==== TEXT BLOCK ====
[From Handbook En Route, 1899]

LAXEY TO RAMSEY.

The first reach is down the valley to the north head of Laxey Bay. The finest views in Lonan are from this section : the wooded vista of Glen Roy; Cairn Gerjol beyond; the wall of hills; and the coast towards Douglas.

The second reach is by the coast, north, a steady ascent through the Abbey Land farms. The seaward spur from Creg Agneash, bounding Lonan and Maughold, has its coast abutment in a notch-like indentation called Bulgham Bay, famous for most excellent shell-fish. The promontories of Maughold are seen in echelon.

The old road is inland over the ridge ; the modern road, like the famous Corniche Road, being quarried through the scarped cliff 400 feet above sea-level. To carry the line round this point a deeper cutting into the hill was conceded for the road, the line taking the old waybed on the edge of the cliffs.

THE DHOON.

Once round the turn, there bursts into view a superb prospect of mountain, ravine, and sea- cliff. Heather above, green farms below- descending to ravines that broaden and deepen into a wooded gorge that plunges out of sight down to the sea.
====
▶ **WHAT YOU NEED TO DO**
(1) Answer these questions about the Laxey to Ramsey passage:
(a) What is Bulgham Bay famous for?
(b) How far above sea-level is the modern road quarried through the scarped cliff?
(c) What famous road is the modern road likened to?
(2) Duplicate the part of the Laxey to Ramsey passage from "The old road" up to and including "of the cliffs.".
(3) Rewrite the paragraph of the Laxey to Ramsey passage beginning "The second reach is by the coast" as a short bulleted list that keeps its main facts.
The records have nothing to do with the Laxey to Ramsey passage.
==== PROVIDED DATA ====
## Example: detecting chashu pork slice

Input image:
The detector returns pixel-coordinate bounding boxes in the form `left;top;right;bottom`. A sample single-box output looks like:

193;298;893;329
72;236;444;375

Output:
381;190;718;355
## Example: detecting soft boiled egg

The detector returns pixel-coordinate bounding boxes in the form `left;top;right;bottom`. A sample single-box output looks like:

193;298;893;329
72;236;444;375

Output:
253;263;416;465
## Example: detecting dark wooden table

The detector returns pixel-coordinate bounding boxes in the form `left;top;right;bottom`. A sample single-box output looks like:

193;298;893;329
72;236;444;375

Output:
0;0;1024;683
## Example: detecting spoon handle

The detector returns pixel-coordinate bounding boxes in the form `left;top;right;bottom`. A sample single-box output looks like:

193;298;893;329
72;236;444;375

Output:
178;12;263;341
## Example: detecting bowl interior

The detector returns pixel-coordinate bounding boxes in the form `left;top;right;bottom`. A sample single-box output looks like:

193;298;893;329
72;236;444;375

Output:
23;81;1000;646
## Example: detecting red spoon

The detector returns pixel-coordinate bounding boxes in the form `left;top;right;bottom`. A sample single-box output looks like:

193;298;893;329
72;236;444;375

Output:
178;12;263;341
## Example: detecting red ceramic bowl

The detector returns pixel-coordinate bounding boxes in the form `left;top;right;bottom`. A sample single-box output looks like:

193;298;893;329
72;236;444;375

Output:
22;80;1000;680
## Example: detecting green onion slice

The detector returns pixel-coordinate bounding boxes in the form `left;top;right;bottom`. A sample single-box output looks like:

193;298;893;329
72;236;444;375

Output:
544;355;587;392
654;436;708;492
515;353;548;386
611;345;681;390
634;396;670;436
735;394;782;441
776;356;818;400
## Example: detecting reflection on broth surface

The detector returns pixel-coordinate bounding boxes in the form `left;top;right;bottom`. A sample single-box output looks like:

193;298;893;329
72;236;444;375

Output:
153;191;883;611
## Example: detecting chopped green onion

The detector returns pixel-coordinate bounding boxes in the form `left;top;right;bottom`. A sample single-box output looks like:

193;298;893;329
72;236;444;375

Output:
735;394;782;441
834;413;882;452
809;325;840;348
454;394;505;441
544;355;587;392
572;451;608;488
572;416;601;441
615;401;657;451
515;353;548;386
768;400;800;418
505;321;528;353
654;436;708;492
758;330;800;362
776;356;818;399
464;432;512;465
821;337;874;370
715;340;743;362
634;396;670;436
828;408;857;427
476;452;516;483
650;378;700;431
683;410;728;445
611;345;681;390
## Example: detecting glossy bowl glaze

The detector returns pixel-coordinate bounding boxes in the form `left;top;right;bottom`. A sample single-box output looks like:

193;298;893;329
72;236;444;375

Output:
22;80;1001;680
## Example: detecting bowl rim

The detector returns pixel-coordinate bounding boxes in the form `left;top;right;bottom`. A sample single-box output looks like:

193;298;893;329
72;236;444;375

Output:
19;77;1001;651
====
▶ **RESPONSES FOR EACH TASK**
(1)
(a) Most excellent shell-fish.
(b) 400 feet.
(c) The Corniche Road.

(2)
The old road is inland over the ridge ; the modern road, like the famous Corniche Road, being quarried through the scarped cliff 400 feet above sea-level. To carry the line round this point a deeper cutting into the hill was conceded for the road, the line taking the old waybed on the edge of the cliffs.

(3)
- The second reach runs north along the coast, climbing steadily through the Abbey Land farms.
- The seaward spur from Creg Agneash, which bounds Lonan and Maughold, meets the coast at Bulgham Bay, a notch-like indentation famous for excellent shell-fish.
- The promontories of Maughold are seen in echelon.